▶ [ZADANIE]:
Przepisz z podanego tekstu wszystko od słów „Kota u nas w” aż po słowa „to placz,krzyk itp.”.

▶ [PODANY TEKST]:
───

Kota u nas w tym problem ze Fabian na razie robil to bardziej na zasadzie wlasnie co moze a czego nie, ale ja zawsze go stopowalam i niestety to nie pomoglo;/ No i teraz to robi czasami dla zabawy a czasami zlosliwie.. Np zdarzaja sie sytuacje ze bawi sie z Marika i ja uderzy;/ Ona wie ze oddac mu nie moze i wtedy ona biedna placze, a u nas jest tak ze jak tylko zaczyna plakac Marika to placze od razu Fabian.. Nie wiem juz co mam robic- ale czuje ze robi sie coraz ciekawiej;/
No i u nas Fabian tez jest mega uparty i domaga sie swojego a jak nie to placz,krzyk itp.

───

▶ [DANE]:
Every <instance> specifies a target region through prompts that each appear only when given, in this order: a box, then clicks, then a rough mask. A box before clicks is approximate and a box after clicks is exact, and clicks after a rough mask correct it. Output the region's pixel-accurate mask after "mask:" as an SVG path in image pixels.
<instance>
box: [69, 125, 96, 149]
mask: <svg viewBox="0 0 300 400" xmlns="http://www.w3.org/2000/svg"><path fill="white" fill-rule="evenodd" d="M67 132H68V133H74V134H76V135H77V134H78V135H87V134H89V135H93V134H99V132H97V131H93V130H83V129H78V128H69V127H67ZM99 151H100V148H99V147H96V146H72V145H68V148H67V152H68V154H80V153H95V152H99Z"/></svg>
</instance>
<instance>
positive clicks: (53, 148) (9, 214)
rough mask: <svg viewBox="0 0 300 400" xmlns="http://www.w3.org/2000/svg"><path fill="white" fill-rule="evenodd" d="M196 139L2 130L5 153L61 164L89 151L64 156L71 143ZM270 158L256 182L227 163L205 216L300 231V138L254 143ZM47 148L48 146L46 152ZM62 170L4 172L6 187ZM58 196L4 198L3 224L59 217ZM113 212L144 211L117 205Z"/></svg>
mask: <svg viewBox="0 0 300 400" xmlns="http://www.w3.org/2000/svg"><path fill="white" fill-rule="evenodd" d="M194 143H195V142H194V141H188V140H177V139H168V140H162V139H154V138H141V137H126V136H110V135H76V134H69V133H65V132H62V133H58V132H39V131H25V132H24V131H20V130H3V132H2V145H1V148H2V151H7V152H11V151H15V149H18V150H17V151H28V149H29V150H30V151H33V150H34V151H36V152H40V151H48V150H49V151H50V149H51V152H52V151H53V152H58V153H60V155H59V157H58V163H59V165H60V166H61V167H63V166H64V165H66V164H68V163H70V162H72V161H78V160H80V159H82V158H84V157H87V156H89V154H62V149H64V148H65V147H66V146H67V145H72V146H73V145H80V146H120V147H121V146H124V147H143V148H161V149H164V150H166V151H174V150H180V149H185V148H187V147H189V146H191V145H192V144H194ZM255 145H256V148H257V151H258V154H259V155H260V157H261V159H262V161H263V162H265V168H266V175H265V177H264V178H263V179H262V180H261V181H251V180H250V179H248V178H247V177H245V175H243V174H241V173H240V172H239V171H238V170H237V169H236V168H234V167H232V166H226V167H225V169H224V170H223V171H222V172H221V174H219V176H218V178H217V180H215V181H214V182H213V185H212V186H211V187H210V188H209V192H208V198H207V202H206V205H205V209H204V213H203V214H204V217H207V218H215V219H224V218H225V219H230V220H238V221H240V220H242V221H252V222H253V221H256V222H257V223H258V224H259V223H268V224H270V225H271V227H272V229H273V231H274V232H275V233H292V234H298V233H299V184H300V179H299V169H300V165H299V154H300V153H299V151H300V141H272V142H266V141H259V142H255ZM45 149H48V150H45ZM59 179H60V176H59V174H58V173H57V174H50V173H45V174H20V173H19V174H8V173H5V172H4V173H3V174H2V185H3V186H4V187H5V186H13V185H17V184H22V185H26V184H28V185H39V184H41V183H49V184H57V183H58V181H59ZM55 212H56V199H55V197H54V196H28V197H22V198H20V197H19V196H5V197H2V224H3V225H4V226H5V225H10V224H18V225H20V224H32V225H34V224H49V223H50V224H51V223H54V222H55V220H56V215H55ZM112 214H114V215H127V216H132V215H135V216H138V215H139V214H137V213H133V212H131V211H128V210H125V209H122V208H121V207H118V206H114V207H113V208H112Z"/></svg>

───

▶ [ODPOWIEDŹ]:
Kota u nas w tym problem ze Fabian na razie robil to bardziej na zasadzie wlasnie co moze a czego nie, ale ja zawsze go stopowalam i niestety to nie pomoglo;/ No i teraz to robi czasami dla zabawy a czasami zlosliwie.. Np zdarzaja sie sytuacje ze bawi sie z Marika i ja uderzy;/ Ona wie ze oddac mu nie moze i wtedy ona biedna placze, a u nas jest tak ze jak tylko zaczyna plakac Marika to placze od razu Fabian.. Nie wiem juz co mam robic- ale czuje ze robi sie coraz ciekawiej;/
No i u nas Fabian tez jest mega uparty i domaga sie swojego a jak nie to placz,krzyk itp.